**Document extract:**
==========

GPSR sanctions in Italy: analysis and future impact on Retail companies

16 Jun , 2025 - E-commerce,EU Regulations,GPSR,Product safety

GPSR sanctions in Italy: analysis and future impact on Retail companies
Pursuant to Article 24 of the European Delegation Law 2024, definitively approved on June 11, 2025, the Government is tasked with issuing one or more legislative decrees to adapt the

Italian sanctioning system to the provisions of the Regulation (EU) 2023/988 on general product safety – GPSR .

This will be a crucial step for all economic operators active in the non-food consumer product supply chain.

Ing. Antonio Gargasole

AUTHOR: ENGR. ANTONIO GARGASOLE

Expert consultant in non-food product compliance.

20 years of direct experience in European Large-Scale Retail.

I help companies prevent risks and penalties.

What will change?

The GPSR Regulation requires Member States to establish penalties that are:

  • effective
  • proportionate
  • dissuasive

In line with the guidelines already adopted or in the process of being adopted in other EU Member States, it is expected that the Italian decree will provide for much stricter penalties than those currently contained in the Consumer Code.

The decree must:

  • amend the Consumer Code by introducing new sanctionable offenses, including for online sales
  • ensure commercial continuity for products already placed on the market before December 13, 2024
  • allocate the revenue from penalties to strengthening market surveillance

Economic-financial implications

  • The penalties must not entail additional direct burdens on public finances.
  • The amounts imposed will go to the expenditure chapters of the supervisory authorities (Ministry of Infrastructure and Sustainable Mobility – MIMS, Ministry of Health, Ministry of Labour and Social Policies, Ministry of the Interior, Ministry of Ecological Transition, Ministry of Agricultural, Food and Forestry Policies, ENAC – Italian Civil Aviation Authority) to cover the strengthening of human, technical, and financial resources necessary for control activities.
  • The system will be structured to be self-sustaining, also ensuring a concrete strengthening of controls.

==========

**Exercise directions:** Under the article on GPSR sanctions in Italy, what three qualities does the GPSR Regulation require Member States' penalties to have? The records that come next are separate material with no connection to the article on GPSR sanctions in Italy.

**Records:**
==========

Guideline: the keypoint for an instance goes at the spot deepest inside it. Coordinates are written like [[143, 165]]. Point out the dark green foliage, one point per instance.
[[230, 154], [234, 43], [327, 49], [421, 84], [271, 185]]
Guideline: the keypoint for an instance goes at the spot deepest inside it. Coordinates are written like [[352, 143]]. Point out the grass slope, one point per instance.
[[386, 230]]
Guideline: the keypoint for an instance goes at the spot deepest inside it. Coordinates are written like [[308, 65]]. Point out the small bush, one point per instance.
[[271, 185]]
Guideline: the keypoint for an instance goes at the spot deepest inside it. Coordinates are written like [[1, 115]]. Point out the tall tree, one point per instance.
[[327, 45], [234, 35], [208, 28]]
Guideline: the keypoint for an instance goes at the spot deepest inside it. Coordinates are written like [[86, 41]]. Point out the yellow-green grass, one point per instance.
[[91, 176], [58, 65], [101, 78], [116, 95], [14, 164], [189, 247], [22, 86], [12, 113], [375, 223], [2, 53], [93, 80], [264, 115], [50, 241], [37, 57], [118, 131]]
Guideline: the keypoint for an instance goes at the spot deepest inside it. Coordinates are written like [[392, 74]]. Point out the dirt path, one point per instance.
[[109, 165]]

==========

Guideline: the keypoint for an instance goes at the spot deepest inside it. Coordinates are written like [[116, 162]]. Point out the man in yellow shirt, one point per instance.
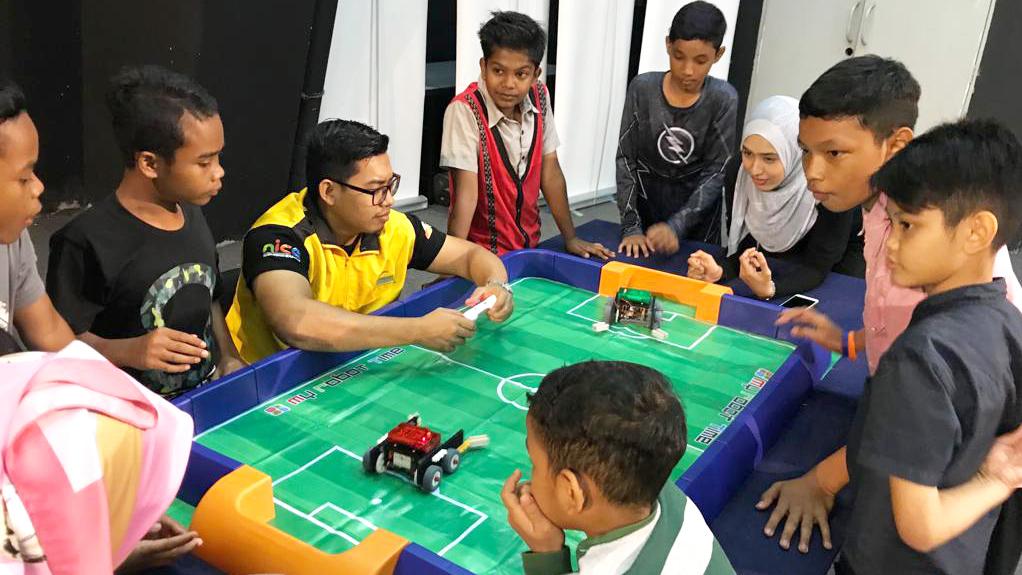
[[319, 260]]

==========

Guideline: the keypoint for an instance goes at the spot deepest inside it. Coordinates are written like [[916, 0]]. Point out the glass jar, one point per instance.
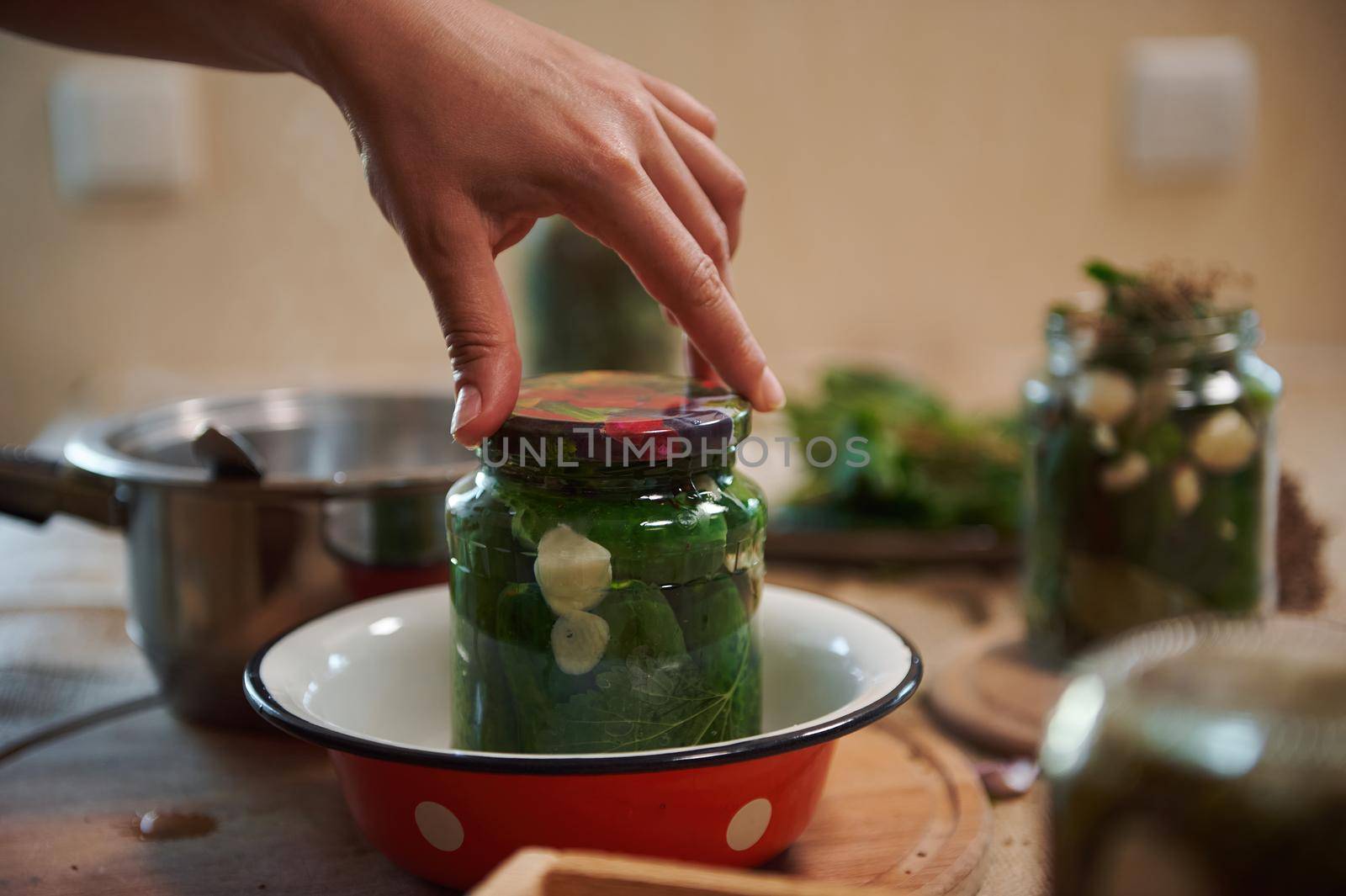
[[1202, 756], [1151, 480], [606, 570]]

==========

**Finished task:** The penalties must be effective, proportionate and dissuasive.